О, мед воспоминаний
Шрифт:
От страха и волнения его снесло в „Горе от ума" на роль Фамусова.
В эпилоге зловещий Савва обращается к автору:
— В других городах-то я все-таки вашу пьеску запрещу… Нельзя все-таки…
Пьеска — и вдруг всюду разрешена…
Постановка „Багрового острова" осуществлена А.Я. Таировым в Камерном театре в 1928 году. Пьеса имела большой успех, но скоро была снята…
Театральный хмель продолжается. „Турбины" идут с неизменным успехом. Актеры играют необыкновенно слаженно и поэтому сами называют спектакль „концертом".
Встал вопрос о банкете. И тут на выручку пришел актер Художественного театра Владимир Августович Степун, участвующий в пьесе. Он предложил
Во дворе дома 41, в больших комнатах нижнего этажа были накрыты длиннейшие столы. На мою долю пришлась забота о пище и вине. В помощники ко мне поступил Петя Васильев. К счастью, в центре Москвы еще существовал Охотный ряд — дивное предприятие! Мы взяли извозчика и объехали сразу все магазины подряд: самая разнообразная икра, балык, белорыбица, осетрина, семга, севрюга — в одном месте, бочки различных маринадов, грибов и солений — в другом, дичь и колбасы — в третьем.
Вина — в четвертом. Пироги и торты заказали в Столешниковом переулке у расторопного частника. Потом все завезли к милым Степунам.

# # # # #

§ ЗАДАНИЯ ДЛЯ ВЫПОЛНЕНИЯ:
a) Перескажите короче абзац исходного текста, начинающийся словами «Театральный хмель продолжается», сохранив его основные факты.
b) Подхватите рассказ о подготовке банкета из исходного текста и продолжите его сразу после последнего предложения.

# # # # #

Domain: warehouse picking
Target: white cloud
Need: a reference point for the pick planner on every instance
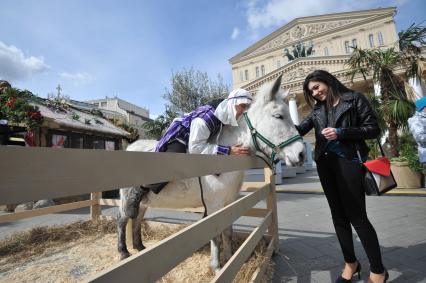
(77, 78)
(15, 66)
(235, 33)
(275, 13)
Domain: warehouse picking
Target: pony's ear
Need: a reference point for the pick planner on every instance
(276, 87)
(286, 93)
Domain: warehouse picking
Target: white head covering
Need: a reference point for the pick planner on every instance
(226, 112)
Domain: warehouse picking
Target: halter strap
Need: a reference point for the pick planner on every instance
(255, 135)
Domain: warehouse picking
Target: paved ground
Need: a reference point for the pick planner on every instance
(309, 250)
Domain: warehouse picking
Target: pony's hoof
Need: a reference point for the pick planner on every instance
(139, 247)
(124, 255)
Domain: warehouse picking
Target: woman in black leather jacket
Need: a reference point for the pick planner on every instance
(342, 120)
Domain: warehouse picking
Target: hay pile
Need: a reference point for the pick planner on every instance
(73, 252)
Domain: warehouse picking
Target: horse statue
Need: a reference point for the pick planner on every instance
(266, 127)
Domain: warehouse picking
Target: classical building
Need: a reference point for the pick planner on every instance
(124, 111)
(331, 35)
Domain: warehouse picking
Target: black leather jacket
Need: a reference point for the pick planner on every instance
(354, 116)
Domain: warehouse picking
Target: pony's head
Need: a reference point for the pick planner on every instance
(270, 117)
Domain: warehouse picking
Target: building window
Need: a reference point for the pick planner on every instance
(109, 145)
(347, 50)
(59, 141)
(325, 51)
(371, 40)
(380, 38)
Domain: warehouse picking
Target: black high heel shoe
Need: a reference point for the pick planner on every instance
(340, 279)
(386, 276)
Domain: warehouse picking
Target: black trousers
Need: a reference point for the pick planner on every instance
(174, 146)
(341, 180)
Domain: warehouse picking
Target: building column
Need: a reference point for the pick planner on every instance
(293, 109)
(417, 87)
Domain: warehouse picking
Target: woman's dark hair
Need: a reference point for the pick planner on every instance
(335, 87)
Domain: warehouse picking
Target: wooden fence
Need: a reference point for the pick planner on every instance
(28, 174)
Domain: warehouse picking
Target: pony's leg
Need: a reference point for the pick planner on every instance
(227, 243)
(121, 230)
(215, 253)
(129, 208)
(136, 227)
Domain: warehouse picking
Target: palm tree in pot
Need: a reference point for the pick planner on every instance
(394, 105)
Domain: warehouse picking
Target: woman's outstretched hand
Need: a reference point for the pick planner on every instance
(238, 149)
(329, 133)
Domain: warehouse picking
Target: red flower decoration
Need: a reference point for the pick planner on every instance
(35, 114)
(11, 101)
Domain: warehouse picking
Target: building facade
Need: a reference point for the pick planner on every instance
(123, 111)
(332, 37)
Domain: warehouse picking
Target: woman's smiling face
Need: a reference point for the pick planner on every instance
(319, 90)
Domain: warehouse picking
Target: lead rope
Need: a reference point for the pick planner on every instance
(202, 198)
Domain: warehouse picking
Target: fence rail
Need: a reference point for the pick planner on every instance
(38, 173)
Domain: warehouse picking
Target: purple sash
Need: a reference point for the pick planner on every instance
(179, 129)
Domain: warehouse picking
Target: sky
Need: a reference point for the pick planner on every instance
(130, 49)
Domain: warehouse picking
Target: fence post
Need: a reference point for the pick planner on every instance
(129, 233)
(271, 204)
(95, 209)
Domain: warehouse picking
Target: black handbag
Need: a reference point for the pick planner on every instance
(382, 180)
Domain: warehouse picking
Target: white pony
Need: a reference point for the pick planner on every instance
(270, 116)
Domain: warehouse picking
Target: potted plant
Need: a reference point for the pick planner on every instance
(406, 167)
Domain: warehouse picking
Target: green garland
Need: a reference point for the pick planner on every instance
(16, 108)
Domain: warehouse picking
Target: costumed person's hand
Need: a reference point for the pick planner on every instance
(238, 149)
(329, 133)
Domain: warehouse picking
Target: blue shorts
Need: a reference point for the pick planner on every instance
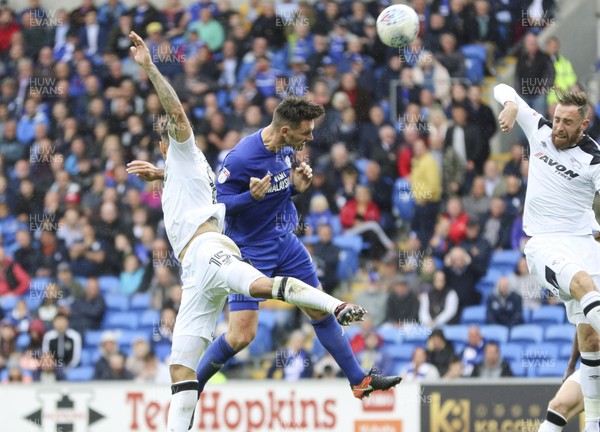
(284, 256)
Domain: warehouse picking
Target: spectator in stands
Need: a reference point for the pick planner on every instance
(402, 306)
(504, 306)
(327, 258)
(21, 316)
(373, 355)
(458, 220)
(472, 353)
(534, 74)
(108, 347)
(294, 362)
(440, 351)
(419, 368)
(496, 226)
(477, 247)
(361, 216)
(13, 279)
(131, 277)
(462, 277)
(426, 187)
(136, 361)
(439, 306)
(477, 203)
(63, 342)
(492, 365)
(525, 285)
(87, 313)
(374, 298)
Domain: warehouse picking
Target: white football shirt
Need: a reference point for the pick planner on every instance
(189, 193)
(561, 183)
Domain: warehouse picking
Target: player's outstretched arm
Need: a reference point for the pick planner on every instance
(515, 109)
(178, 124)
(145, 170)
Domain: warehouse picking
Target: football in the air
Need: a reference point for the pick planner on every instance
(397, 25)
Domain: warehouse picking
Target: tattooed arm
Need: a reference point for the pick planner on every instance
(178, 124)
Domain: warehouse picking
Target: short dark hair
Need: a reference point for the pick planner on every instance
(295, 109)
(573, 98)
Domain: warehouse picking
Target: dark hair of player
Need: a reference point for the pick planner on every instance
(295, 109)
(570, 98)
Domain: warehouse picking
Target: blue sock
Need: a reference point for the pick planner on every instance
(213, 360)
(331, 336)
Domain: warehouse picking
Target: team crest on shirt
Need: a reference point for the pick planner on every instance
(223, 175)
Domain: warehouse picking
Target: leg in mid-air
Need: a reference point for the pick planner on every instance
(566, 404)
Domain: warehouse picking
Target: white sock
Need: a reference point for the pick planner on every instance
(296, 292)
(590, 303)
(590, 387)
(183, 402)
(554, 422)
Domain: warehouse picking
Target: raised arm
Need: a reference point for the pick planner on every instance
(178, 124)
(515, 109)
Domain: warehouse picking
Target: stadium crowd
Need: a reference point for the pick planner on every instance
(402, 159)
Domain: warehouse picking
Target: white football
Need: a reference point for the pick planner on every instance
(397, 25)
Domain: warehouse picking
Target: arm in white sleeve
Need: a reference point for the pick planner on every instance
(450, 309)
(527, 117)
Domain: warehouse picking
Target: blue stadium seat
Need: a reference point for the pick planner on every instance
(527, 333)
(121, 320)
(564, 352)
(128, 337)
(162, 351)
(92, 338)
(517, 368)
(475, 56)
(8, 302)
(456, 333)
(399, 367)
(141, 301)
(505, 260)
(151, 319)
(116, 302)
(494, 332)
(540, 351)
(351, 246)
(560, 333)
(108, 284)
(473, 315)
(400, 352)
(23, 341)
(82, 373)
(511, 352)
(415, 334)
(550, 368)
(548, 315)
(390, 335)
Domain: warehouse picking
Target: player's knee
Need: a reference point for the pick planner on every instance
(241, 339)
(560, 406)
(181, 373)
(581, 284)
(261, 288)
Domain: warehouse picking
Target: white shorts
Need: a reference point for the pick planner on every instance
(575, 377)
(211, 269)
(554, 260)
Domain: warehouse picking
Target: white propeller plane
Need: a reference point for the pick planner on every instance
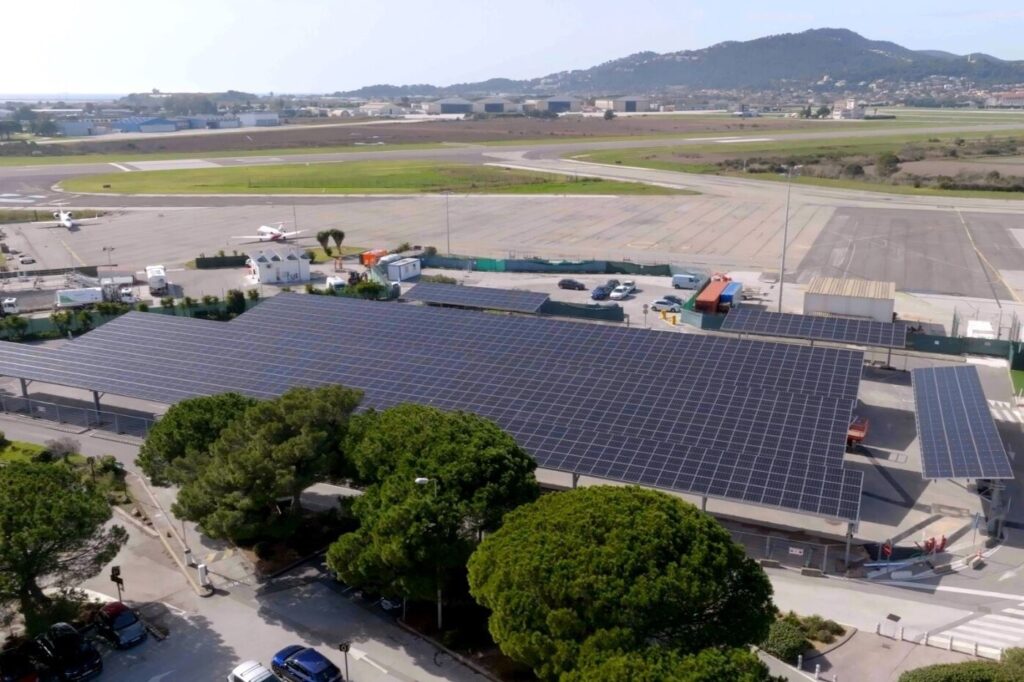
(270, 233)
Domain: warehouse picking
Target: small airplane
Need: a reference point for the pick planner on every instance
(65, 219)
(270, 233)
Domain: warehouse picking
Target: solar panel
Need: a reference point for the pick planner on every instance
(838, 330)
(957, 434)
(483, 298)
(753, 421)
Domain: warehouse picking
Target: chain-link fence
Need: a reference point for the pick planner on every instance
(826, 557)
(86, 418)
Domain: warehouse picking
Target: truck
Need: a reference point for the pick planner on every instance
(77, 298)
(156, 276)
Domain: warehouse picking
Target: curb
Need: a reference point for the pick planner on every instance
(479, 670)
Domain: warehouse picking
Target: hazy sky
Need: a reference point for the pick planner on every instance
(113, 46)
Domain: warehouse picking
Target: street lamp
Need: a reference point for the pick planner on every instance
(423, 480)
(785, 232)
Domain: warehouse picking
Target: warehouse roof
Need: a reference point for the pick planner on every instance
(853, 288)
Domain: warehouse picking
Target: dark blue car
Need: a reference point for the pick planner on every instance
(299, 664)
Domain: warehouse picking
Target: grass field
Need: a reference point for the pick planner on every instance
(355, 177)
(700, 158)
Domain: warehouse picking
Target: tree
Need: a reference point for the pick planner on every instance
(262, 462)
(324, 237)
(337, 237)
(414, 539)
(656, 665)
(52, 528)
(887, 164)
(644, 565)
(177, 448)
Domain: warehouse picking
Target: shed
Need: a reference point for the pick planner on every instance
(851, 298)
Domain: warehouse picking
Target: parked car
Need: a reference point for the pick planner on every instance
(15, 666)
(66, 654)
(666, 305)
(252, 671)
(621, 292)
(299, 664)
(120, 626)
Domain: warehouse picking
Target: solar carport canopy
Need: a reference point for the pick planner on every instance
(755, 422)
(484, 298)
(957, 434)
(815, 328)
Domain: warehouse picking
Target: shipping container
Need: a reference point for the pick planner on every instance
(707, 300)
(731, 294)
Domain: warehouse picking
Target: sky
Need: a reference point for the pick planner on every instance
(311, 46)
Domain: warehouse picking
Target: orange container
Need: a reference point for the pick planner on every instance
(707, 300)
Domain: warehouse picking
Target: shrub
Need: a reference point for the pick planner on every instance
(785, 640)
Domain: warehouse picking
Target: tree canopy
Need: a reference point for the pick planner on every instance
(658, 665)
(177, 448)
(52, 527)
(263, 460)
(413, 538)
(615, 569)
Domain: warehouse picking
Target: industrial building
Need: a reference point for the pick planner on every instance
(496, 105)
(451, 105)
(559, 104)
(623, 104)
(851, 298)
(259, 119)
(279, 264)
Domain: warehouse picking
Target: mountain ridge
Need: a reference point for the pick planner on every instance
(770, 61)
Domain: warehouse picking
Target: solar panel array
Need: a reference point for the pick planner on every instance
(483, 298)
(838, 330)
(752, 421)
(957, 434)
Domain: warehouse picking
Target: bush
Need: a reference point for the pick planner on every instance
(785, 640)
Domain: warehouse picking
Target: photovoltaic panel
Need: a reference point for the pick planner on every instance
(957, 434)
(482, 298)
(837, 330)
(752, 421)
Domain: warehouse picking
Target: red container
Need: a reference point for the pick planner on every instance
(707, 300)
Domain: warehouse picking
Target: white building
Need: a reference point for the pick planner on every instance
(253, 119)
(496, 105)
(623, 104)
(279, 264)
(848, 109)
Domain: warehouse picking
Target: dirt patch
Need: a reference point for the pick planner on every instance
(434, 131)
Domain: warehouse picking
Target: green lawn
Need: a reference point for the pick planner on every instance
(17, 451)
(355, 177)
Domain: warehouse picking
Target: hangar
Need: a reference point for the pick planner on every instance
(748, 421)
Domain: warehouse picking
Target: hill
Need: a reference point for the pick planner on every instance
(792, 58)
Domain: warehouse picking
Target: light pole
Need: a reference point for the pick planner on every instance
(423, 480)
(785, 233)
(448, 221)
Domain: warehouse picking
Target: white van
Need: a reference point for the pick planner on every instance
(685, 281)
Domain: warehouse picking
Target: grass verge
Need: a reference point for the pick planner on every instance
(354, 177)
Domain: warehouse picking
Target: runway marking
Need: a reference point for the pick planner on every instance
(981, 257)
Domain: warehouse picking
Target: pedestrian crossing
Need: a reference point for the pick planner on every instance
(1006, 412)
(997, 631)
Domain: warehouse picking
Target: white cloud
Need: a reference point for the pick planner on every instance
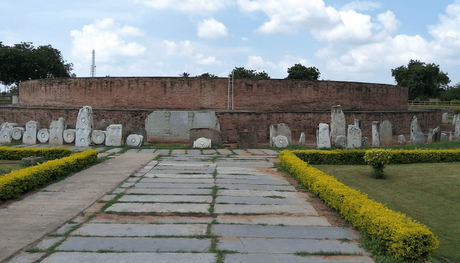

# # # # #

§ ОТВЕТЫ ПО ЗАДАНИЯМ:
a) Театральное увлечение не проходит: «Турбины» по-прежнему идут с успехом, а актеры играют так слаженно, что сами называют спектакль «концертом».

b)
Участников банкета даю по собственной записке М. А., которую обнаружила у его сестры Надежды Афанасьевны Земской: Малолетков, Ершов, Новиков, Андерс, Бутюгин, Гузеев, Лифанов, Аксенов, Добронравов, Соколова, Хмелев, Калужский, Митропольский, Яншин, Михальский, Истрин, Мордвинов, Степунов (двое), Ляминых (двое), три сестры Понсовых: Евгения, Лидия и Елена, Федорова Ванда Мариановна. (Привлекательная женщина. Служила во МХАТе. Муж ее, Владимир Петрович, приезжал к нам „повинтить". Нередко М. А. ездил в это гостеприимное семейство, иногда к нему присоединялась и я.)
В списке М.А. я не нашла П.А. Маркова и И.Я. Судакова, режиссера спектакля.
Всю-то ночку мы веселились, пели и танцевали.
В этот вечер Лена Понсова и Виктор Станицын особенно приглянулись друг другу (они вскоре и поженились).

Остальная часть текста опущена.